- _Brief_
List every line of the records below that contains the string "shirt", copying each line whole. Case counts.

-------- Items

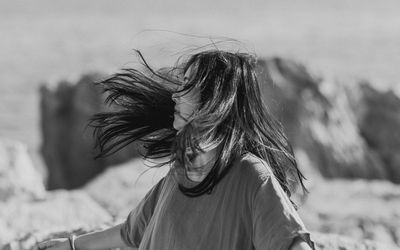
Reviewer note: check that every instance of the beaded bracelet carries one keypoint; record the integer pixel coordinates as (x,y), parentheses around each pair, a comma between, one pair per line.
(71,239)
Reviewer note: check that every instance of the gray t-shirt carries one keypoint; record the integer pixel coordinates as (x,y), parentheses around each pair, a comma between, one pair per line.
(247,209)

----------------
-------- Items

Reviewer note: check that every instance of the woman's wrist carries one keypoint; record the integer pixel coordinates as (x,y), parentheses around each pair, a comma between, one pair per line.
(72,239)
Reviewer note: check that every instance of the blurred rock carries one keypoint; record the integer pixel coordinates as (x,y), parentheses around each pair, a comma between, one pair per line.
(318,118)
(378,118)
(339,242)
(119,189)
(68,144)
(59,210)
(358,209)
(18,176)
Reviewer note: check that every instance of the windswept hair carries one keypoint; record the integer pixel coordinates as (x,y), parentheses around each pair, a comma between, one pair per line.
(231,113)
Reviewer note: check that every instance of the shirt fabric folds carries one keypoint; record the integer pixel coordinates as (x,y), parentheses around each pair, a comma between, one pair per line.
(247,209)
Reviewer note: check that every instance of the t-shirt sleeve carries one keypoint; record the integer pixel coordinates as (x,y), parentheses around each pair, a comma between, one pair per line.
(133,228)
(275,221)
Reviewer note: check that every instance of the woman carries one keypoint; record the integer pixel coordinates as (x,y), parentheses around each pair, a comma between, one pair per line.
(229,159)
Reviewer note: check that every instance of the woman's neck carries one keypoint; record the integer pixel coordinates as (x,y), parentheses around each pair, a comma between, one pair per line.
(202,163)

----------------

- _Output for this exercise_
Reviewer note: check that every instance of the gray t-shirt carries one keypoint; record the integer pixel coordinates as (x,y), parentheses around each pair, a comma between, one pair per line.
Reviewer note: check that every instance of the shirt fabric folds carries one keypoint; record the integer pixel coordinates as (x,y), parentheses around each pair, a comma between, one pair per line.
Reviewer note: check that every instance of the t-shirt sleeve carries one keypoint; record the integer pixel coordinates as (x,y), parentheses around each pair, a comma between, one pair per line.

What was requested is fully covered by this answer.